*TASKS*:
**1)** Name every person the article on the proposed drug-injection site identifies by name.
**2)** Summarize the article on the proposed drug-injection site in two sentences.
**3)** Pick up the article on the proposed drug-injection site after its final sentence and write the next part.

*TEXT SECTION*:
Mayor DeBlasio pulled a fast one on Boerum Hillers on May 3 when he announced plans to open one of the nation’s first state-sanctioned drug-injection facilities at a needle-exchange site in Gowanus — that’s actually in the Hill.
Hizzoner wants to put the so-called safe-consumption site for opioid addicts inside an existing facility — where clean hypodermic needles and other resources are provided to drug users — at 80 Fourth Ave. between Bergen Street and Saint Marks Place, which is actually on the border of Boerum Hill and Park Slope.
And some Gowanusaurs said the mayor made a calculated decision to call the area Gowanus to avoid opposition from the Vocal New York needle exchange’s bougie next-door neighbors.
“Gowanus people tend to feel it’s a dumping ground anyway,” said Paul Basile, president of the business association, the Gowanus Alliance. “Had he said Boerum Hill, there would be torches outside City Hall right now.”
But as a former Brooklynite and Park Slope Councilman, who still owns a home on 11th Street between Sixth and Seventh avenues within walking distance of the proposed safe-injection site, Mayor DeBlasio ought to know the geography of his one-time home a little better, according to some Boerum Hillers.
“I mean, come on, the guy’s lived in the Slope for a long time!” said Bill Harris, whose wife Jo Anne Simon represents the neighborhood up in Albany as a Democrat in the Assembly. “His apartment is just a few blocks from the proposed location!”
Harris, however, conceded the Fourth Avenue facility could work well as a safe-injection site, due to its proximity to mass transit and healthy distance from more family-oriented parts of town.
“It’s probably a very good location,” he said.
And when asked whether the mayor misspoke in naming the spot’s proposed neighborhood, a spokeswoman simply said the facility would serve people from the general area at large.

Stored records
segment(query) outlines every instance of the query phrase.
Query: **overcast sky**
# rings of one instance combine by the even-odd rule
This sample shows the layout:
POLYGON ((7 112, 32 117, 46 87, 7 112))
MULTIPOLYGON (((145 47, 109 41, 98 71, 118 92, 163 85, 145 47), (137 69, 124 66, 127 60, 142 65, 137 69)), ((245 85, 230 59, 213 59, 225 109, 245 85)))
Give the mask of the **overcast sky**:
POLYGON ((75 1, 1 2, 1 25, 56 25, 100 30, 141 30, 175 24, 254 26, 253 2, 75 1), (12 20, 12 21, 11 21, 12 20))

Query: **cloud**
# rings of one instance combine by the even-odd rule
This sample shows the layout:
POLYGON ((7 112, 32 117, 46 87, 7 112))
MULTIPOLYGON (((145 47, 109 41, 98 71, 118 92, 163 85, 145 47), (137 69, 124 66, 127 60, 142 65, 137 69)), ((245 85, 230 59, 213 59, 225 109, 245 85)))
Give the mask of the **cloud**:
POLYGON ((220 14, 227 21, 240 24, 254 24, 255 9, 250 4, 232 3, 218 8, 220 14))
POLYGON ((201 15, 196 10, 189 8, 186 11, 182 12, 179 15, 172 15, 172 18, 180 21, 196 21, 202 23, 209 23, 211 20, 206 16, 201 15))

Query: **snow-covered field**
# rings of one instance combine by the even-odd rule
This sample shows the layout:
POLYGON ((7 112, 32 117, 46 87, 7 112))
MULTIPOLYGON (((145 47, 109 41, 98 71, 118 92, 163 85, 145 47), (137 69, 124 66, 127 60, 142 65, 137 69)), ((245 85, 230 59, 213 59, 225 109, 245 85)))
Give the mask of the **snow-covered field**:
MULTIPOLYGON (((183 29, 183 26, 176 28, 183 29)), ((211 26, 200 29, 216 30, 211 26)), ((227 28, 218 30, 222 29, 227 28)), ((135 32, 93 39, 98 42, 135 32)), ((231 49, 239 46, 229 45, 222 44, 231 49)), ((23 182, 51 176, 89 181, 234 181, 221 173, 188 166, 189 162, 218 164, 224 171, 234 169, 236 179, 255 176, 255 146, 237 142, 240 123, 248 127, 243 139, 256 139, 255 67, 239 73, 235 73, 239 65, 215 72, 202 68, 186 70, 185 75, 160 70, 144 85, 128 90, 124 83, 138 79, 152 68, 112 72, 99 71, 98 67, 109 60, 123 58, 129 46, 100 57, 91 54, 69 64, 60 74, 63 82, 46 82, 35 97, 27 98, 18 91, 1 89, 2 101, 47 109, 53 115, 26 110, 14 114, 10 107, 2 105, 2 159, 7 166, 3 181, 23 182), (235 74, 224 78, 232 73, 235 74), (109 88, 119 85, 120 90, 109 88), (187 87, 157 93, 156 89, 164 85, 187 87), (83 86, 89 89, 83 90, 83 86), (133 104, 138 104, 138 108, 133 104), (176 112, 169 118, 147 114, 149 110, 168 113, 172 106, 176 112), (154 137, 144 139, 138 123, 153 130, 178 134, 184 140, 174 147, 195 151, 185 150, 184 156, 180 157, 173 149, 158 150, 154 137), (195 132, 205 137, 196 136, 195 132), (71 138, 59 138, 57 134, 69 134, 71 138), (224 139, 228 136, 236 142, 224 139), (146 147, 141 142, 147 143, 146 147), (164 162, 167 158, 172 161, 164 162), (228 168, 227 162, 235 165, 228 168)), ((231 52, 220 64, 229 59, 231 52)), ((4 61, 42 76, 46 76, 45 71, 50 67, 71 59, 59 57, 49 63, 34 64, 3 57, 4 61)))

*RESULTS BY TASK*:
**1)** Mayor DeBlasio, Paul Basile, Bill Harris, Jo Anne Simon

**2)** Mayor DeBlasio announced plans to open a safe-consumption site for opioid addicts inside an existing needle exchange at 80 Fourth Ave., calling the area Gowanus even though the address sits on the border of Boerum Hill and Park Slope. Some locals said he used the Gowanus name to avoid opposition and should know the geography better, though Bill Harris conceded the facility could work well there.

**3)**
“The location will be finalized during the community-advisory process, but it will serve Gowanus, Boerum Hill, and Park Slope,” said Olivia Lapeyrolerie.
DeBlasio announced his plan to open the safe-consumption facility — along with three others in Manhattan and the Bronx — in the wake of what a recently released Department of Health study deemed the city’s deadliest year of overdose deaths on record, after 1,441 New Yorkers died from fatal doses in 2017.
“The opioid epidemic has killed more people in our city than car crashes and homicides combined,” DeBlasio said. “We believe overdose-prevention centers will save lives and get more New Yorkers the treatment they need to beat this deadly addiction.”
Health Department officials launched that study with $100,000 in taxpayer funds allocated by Council in 2016, riling some locals who worried that finding locations for the safe-injection facilities would be a controversial process akin to selecting homeless-shelter sites.
But before any addict can step in to shoot up under supervision, DeBlasio’s plan must be approved by the state Department of Health; Councilman Stephen Levin, whose district includes the current Vocal New York site; and District Attorney Eric Gonzalez, who would need to refrain from prosecuting the users and facility staff who participate in the semi-legal drug consumption.
Gonzalez, however, quickly pledged his support for the initiative, after launching his own program in February that allows opioid addicts to avoid jail time by participating in counseling programs.
“We are in the midst of an overdose crisis,” the district attorney said. “I intend to work with the NYPD, local officials and members of the community to make sure that any facility opened in Brooklyn would be safely integrated into the community, and would connect substance users to treatment and other health and social programs.”
The mayor also has an ally in Levin, who wound up in handcuffs while protesting for the release of the Health Department’s study the day before it came out, according to a spokesman.
“We certainly think that kind of community effort was a factor in really moving the needle on this issue,” said Ed Paulino.
And officials at the state’s Health Department are currently reviewing DeBlasio’s proposal, an agency rep said.
“We have received [a letter from the mayor’s office] and the report, and look forward to thoroughly reviewing it,” said Gary Holmes. “We of course support the mission of reducing opioid-related deaths, and have been studying multiple options for combating the opioid epidemic.”
If the scheme is approved, Vocal New York staff would hire medical supervisors equipped with Naloxone — a drug usually administered as a nasal spray that quickly counteracts the effects of heroin — who could save hundreds from overdosing, according to safe-injection site proponents.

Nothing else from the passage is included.